> _Problem_
Output the full listing below exactly as it reads, and skip anything that is a picture.

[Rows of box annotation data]
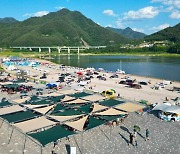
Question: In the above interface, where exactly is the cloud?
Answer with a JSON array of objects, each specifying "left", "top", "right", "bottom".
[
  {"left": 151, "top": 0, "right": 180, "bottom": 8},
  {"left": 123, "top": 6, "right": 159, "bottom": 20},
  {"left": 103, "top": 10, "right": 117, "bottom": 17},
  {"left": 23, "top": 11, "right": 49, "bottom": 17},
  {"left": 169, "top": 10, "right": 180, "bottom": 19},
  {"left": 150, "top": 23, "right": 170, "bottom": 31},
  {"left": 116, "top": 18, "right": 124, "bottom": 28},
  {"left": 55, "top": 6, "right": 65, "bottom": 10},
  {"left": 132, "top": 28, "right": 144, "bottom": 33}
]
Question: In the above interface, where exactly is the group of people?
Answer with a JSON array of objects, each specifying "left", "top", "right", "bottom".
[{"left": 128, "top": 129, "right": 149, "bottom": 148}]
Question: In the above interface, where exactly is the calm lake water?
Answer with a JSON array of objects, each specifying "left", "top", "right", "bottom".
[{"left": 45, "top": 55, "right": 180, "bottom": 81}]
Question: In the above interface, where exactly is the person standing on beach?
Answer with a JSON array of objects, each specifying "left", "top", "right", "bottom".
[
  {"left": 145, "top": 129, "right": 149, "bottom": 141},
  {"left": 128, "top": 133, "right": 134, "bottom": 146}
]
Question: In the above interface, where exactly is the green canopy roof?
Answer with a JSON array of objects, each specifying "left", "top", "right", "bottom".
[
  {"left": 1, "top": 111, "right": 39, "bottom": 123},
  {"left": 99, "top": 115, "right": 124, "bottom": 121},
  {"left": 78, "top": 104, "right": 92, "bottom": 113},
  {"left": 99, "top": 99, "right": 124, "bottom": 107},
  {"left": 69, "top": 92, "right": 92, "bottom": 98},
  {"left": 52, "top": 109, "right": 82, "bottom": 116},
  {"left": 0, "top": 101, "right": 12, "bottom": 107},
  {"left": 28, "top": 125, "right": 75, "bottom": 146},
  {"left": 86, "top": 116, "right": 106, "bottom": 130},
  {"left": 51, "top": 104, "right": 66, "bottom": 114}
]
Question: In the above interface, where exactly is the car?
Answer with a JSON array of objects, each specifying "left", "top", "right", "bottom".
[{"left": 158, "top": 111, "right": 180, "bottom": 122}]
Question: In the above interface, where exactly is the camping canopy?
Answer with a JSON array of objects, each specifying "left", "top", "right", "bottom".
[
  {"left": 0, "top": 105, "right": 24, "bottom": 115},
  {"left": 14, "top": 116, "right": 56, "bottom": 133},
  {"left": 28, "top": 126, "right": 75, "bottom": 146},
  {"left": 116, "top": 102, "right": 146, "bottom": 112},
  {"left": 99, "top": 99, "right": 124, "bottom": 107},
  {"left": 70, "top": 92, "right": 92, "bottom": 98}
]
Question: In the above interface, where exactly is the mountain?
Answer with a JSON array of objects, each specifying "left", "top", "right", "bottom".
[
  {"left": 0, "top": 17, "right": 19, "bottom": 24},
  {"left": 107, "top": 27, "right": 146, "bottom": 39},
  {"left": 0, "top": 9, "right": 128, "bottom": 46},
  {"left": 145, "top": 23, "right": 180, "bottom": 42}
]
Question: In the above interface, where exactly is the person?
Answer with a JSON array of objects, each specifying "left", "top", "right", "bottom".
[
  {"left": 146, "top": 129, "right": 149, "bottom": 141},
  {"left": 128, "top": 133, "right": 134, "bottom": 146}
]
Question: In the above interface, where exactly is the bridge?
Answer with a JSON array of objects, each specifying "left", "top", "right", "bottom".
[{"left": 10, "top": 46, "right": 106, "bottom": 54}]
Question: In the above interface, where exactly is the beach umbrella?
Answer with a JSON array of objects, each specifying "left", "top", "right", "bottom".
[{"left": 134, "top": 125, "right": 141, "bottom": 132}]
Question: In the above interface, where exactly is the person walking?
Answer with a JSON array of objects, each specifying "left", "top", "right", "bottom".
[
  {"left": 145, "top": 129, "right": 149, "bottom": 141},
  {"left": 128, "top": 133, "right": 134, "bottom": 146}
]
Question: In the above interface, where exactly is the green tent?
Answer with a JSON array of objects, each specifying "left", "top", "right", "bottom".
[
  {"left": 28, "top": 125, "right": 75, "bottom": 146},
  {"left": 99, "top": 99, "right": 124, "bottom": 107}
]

> _Solution for this problem_
Question: In the above interface, where exactly is the cloud?
Answer with a JSON array of objects, each specifying "left", "top", "right", "bottom".
[
  {"left": 151, "top": 0, "right": 180, "bottom": 8},
  {"left": 123, "top": 6, "right": 159, "bottom": 20},
  {"left": 103, "top": 10, "right": 117, "bottom": 17},
  {"left": 23, "top": 11, "right": 49, "bottom": 17},
  {"left": 169, "top": 10, "right": 180, "bottom": 19},
  {"left": 150, "top": 23, "right": 170, "bottom": 31},
  {"left": 116, "top": 18, "right": 124, "bottom": 28},
  {"left": 55, "top": 6, "right": 65, "bottom": 10},
  {"left": 132, "top": 28, "right": 144, "bottom": 33}
]
Question: In the above interface, where exactly is the group of people?
Answer with a JSON array of objects, each specifying "left", "top", "right", "bottom".
[{"left": 128, "top": 129, "right": 149, "bottom": 148}]
Question: In the above interface, where exactly is the calm lake water?
Answer with a JSON array of objects, each specifying "left", "top", "right", "bottom".
[{"left": 45, "top": 55, "right": 180, "bottom": 81}]
Question: In the above interface, where exactly is the person standing on beach?
Answer with a JSON array of objects, each specifying "left", "top", "right", "bottom".
[
  {"left": 145, "top": 129, "right": 149, "bottom": 141},
  {"left": 128, "top": 133, "right": 134, "bottom": 146}
]
Question: In the above interface, where exactly is the green canopy roof?
Answer with a JSON array of objects, each specifying "left", "top", "right", "bottom".
[
  {"left": 1, "top": 111, "right": 39, "bottom": 123},
  {"left": 99, "top": 115, "right": 124, "bottom": 121},
  {"left": 78, "top": 104, "right": 92, "bottom": 113},
  {"left": 99, "top": 99, "right": 124, "bottom": 107},
  {"left": 69, "top": 92, "right": 92, "bottom": 98},
  {"left": 52, "top": 109, "right": 82, "bottom": 116},
  {"left": 0, "top": 101, "right": 12, "bottom": 107},
  {"left": 28, "top": 125, "right": 75, "bottom": 146},
  {"left": 86, "top": 116, "right": 106, "bottom": 130},
  {"left": 51, "top": 104, "right": 66, "bottom": 114}
]
Question: In the above interface, where exactly is the car?
Answer with a JSON array of objects, each specifying "left", "top", "right", "bottom".
[{"left": 158, "top": 111, "right": 180, "bottom": 122}]
Question: In the above interface, where exactly is the camping canopy?
Answer with a JSON array of objects, each specifying "left", "top", "right", "bottom".
[
  {"left": 0, "top": 105, "right": 24, "bottom": 115},
  {"left": 14, "top": 116, "right": 56, "bottom": 133},
  {"left": 28, "top": 126, "right": 75, "bottom": 146},
  {"left": 116, "top": 102, "right": 146, "bottom": 112},
  {"left": 99, "top": 99, "right": 124, "bottom": 107},
  {"left": 70, "top": 92, "right": 92, "bottom": 98}
]
Question: In the above interface, where exactly is the mountain?
Answer with a JSON array of objects, each specifying "left", "top", "right", "bottom".
[
  {"left": 0, "top": 17, "right": 19, "bottom": 24},
  {"left": 107, "top": 27, "right": 146, "bottom": 39},
  {"left": 0, "top": 9, "right": 128, "bottom": 46},
  {"left": 145, "top": 23, "right": 180, "bottom": 42}
]
Question: In the above interface, where exactly is the person?
Answer with a JSON array of objects, each specifying "left", "top", "right", "bottom".
[
  {"left": 146, "top": 129, "right": 149, "bottom": 141},
  {"left": 128, "top": 133, "right": 134, "bottom": 146}
]
Question: In the above interface, where exactly is the bridge?
Answer with a JSON array of objects, each specifying "left", "top", "right", "bottom".
[{"left": 10, "top": 46, "right": 106, "bottom": 54}]
Question: In the above interface, where exactly is the beach umbrella?
Answer with a JSON array of objects, each specifying "left", "top", "right", "bottom".
[{"left": 134, "top": 125, "right": 141, "bottom": 132}]
Question: In the above interface, where exactly is the person walking?
Answer with a JSON array of objects, each specifying "left", "top", "right", "bottom".
[
  {"left": 145, "top": 129, "right": 149, "bottom": 141},
  {"left": 128, "top": 133, "right": 134, "bottom": 146}
]
Question: In the above interface, where exactly is the green tent?
Answer with a JSON array of objects, each specifying "left", "top", "right", "bottom".
[
  {"left": 28, "top": 125, "right": 75, "bottom": 146},
  {"left": 99, "top": 99, "right": 124, "bottom": 107}
]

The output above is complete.